Piyush Chawla (; born 24 December 1988) is an Indian cricketer who has played for the India national cricket team. He has also played for the India under-19 team and the Central Zone. He is seen as a leg-spinning all-rounder in domestic cricket. He spent his childhood in Moradabad, and learnt early essentials of cricket at Sonakpur Stadium under the guidance of his first coach Mr Badhruddeen, who has also coached Indian National cricketer Mohammad Shami, and young talents like Shiva Singh(India U-19) and Aryan Juyal(India U-19). Piyush Chawla completed his schooling at Wilsonia College.

Career
Chawla first played for India U-19 against the England U-19 team in 2004–05, claiming 13 wickets from two Under-19 Tests at a bowling average of just above 12. He also played in the 2005–06 home series against Australia U-19, where they won the five-match limited overs series 4–1, taking eight wickets.

In the 2005–06 Challenger Trophy, Chawla was selected to play for India B. Although he only bowled three of a possible ten overs in the first match of the series, conceding 21, he picked up two wickets in the next match against India A, and as India B reached the final against the Seniors, he took the wicket of Sachin Tendulkar – bowled with a googly – in an effort described by Cricinfo as "impressive". He also dismissed Yuvraj Singh and Mahendra Singh Dhoni, to end with three for 49, but the Seniors still won by three wickets. Two weeks later, he made his first class debut for Central Zone against South Zone in the Duleep Trophy, and scored 60 in a 92-run eighth-wicket stand with Harvinder Singh. He also finished with match bowling figures of 27.2–3–100–6, admittedly only getting one of the top five batsman once. He has been known by Kiran More since the age of 15 and at only 17 has potentially got a great cricketing future in front of him. He proved himself again when he took 4 wickets in 8 overs conceding only 8 runs in the U-19 World Cup final of 2006. He also made 25 (n.o.) runs.

This resulted in his selection in the Indian Test squad for the first Test against England in Nagpur, in March 2006, and was selected for his debut in the second Test against England in Mohali, making him the second youngest Test debutant for India after Sachin Tendulkar. It was in this Test that he claimed his sole wicket of Andrew Flintoff (0/45 from 9 overs, and 1/8 from 5.1 overs).

**Written instruction**: Write out the passage on Piyush Chawla word for word, from "Piyush Chawla (;" up to and including "at Wilsonia College.".

**Given material**:
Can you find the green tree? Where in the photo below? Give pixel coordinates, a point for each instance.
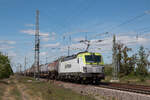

**Finished exercise**:
Piyush Chawla (; born 24 December 1988) is an Indian cricketer who has played for the India national cricket team. He has also played for the India under-19 team and the Central Zone. He is seen as a leg-spinning all-rounder in domestic cricket. He spent his childhood in Moradabad, and learnt early essentials of cricket at Sonakpur Stadium under the guidance of his first coach Mr Badhruddeen, who has also coached Indian National cricketer Mohammad Shami, and young talents like Shiva Singh(India U-19) and Aryan Juyal(India U-19). Piyush Chawla completed his schooling at Wilsonia College.